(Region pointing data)

★ ★ ★ ★ ★ ★ ★

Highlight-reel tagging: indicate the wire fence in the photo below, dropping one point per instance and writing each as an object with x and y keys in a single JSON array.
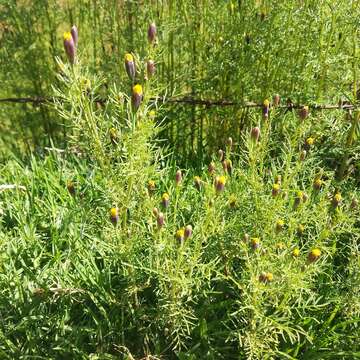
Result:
[{"x": 188, "y": 100}]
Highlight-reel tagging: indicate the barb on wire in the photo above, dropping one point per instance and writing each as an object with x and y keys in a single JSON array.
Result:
[{"x": 192, "y": 101}]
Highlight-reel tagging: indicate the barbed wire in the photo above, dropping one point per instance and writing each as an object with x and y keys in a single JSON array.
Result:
[{"x": 36, "y": 101}]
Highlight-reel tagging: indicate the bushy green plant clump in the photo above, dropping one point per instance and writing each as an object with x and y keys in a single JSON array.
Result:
[
  {"x": 109, "y": 251},
  {"x": 305, "y": 51}
]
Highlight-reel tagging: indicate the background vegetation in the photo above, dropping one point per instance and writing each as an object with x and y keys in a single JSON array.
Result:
[{"x": 271, "y": 267}]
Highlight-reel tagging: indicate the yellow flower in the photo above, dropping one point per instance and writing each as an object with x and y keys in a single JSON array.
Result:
[
  {"x": 137, "y": 89},
  {"x": 129, "y": 57},
  {"x": 314, "y": 254},
  {"x": 296, "y": 252},
  {"x": 67, "y": 36},
  {"x": 151, "y": 185}
]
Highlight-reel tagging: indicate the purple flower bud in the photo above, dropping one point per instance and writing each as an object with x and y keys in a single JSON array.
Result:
[
  {"x": 165, "y": 200},
  {"x": 178, "y": 177},
  {"x": 197, "y": 182},
  {"x": 354, "y": 203},
  {"x": 255, "y": 134},
  {"x": 130, "y": 66},
  {"x": 229, "y": 142},
  {"x": 221, "y": 155},
  {"x": 137, "y": 95},
  {"x": 152, "y": 33},
  {"x": 302, "y": 155},
  {"x": 266, "y": 107},
  {"x": 160, "y": 220},
  {"x": 69, "y": 47},
  {"x": 150, "y": 66},
  {"x": 75, "y": 35},
  {"x": 276, "y": 100},
  {"x": 211, "y": 168},
  {"x": 304, "y": 112},
  {"x": 188, "y": 231}
]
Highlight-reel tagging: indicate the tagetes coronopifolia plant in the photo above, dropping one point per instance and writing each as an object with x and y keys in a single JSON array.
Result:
[
  {"x": 137, "y": 95},
  {"x": 114, "y": 215},
  {"x": 69, "y": 47},
  {"x": 130, "y": 66},
  {"x": 314, "y": 255}
]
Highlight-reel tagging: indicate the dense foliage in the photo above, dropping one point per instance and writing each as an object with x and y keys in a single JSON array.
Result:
[{"x": 126, "y": 233}]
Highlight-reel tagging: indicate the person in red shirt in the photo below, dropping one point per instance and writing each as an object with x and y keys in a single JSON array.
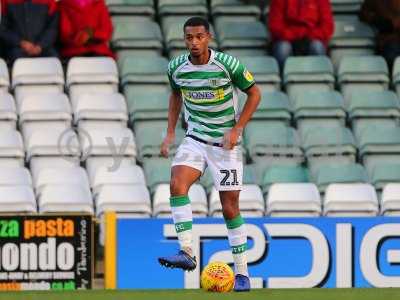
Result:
[
  {"x": 28, "y": 28},
  {"x": 300, "y": 27},
  {"x": 85, "y": 28}
]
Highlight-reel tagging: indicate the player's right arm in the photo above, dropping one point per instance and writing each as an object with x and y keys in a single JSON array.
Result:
[{"x": 175, "y": 105}]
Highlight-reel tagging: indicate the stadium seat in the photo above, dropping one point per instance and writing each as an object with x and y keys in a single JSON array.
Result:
[
  {"x": 318, "y": 105},
  {"x": 346, "y": 6},
  {"x": 182, "y": 7},
  {"x": 60, "y": 176},
  {"x": 38, "y": 164},
  {"x": 125, "y": 175},
  {"x": 137, "y": 34},
  {"x": 351, "y": 38},
  {"x": 283, "y": 174},
  {"x": 339, "y": 173},
  {"x": 4, "y": 76},
  {"x": 390, "y": 204},
  {"x": 362, "y": 73},
  {"x": 66, "y": 199},
  {"x": 8, "y": 110},
  {"x": 92, "y": 74},
  {"x": 373, "y": 108},
  {"x": 11, "y": 144},
  {"x": 43, "y": 75},
  {"x": 44, "y": 107},
  {"x": 157, "y": 171},
  {"x": 239, "y": 35},
  {"x": 271, "y": 139},
  {"x": 250, "y": 201},
  {"x": 265, "y": 70},
  {"x": 17, "y": 199},
  {"x": 396, "y": 76},
  {"x": 18, "y": 176},
  {"x": 131, "y": 7},
  {"x": 350, "y": 200},
  {"x": 379, "y": 141},
  {"x": 111, "y": 163},
  {"x": 273, "y": 106},
  {"x": 50, "y": 139},
  {"x": 146, "y": 70},
  {"x": 99, "y": 106},
  {"x": 308, "y": 72},
  {"x": 107, "y": 142},
  {"x": 293, "y": 200},
  {"x": 133, "y": 200},
  {"x": 147, "y": 103},
  {"x": 235, "y": 9},
  {"x": 328, "y": 141},
  {"x": 149, "y": 136},
  {"x": 384, "y": 173},
  {"x": 197, "y": 196}
]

★ ★ ★ ★ ★ ★ ★

Lines above that include the string "below" need to be copied.

**Your solution:**
Highlight-reel tagging: indicate the wire fence in the photo below, dropping one point per instance and writing each as an object with x and y keys in a single JSON array.
Highlight-reel tagging: indicate the person in red shirt in the photo below, dropping one point per instance and writing each as an object with x and y keys in a single JSON array.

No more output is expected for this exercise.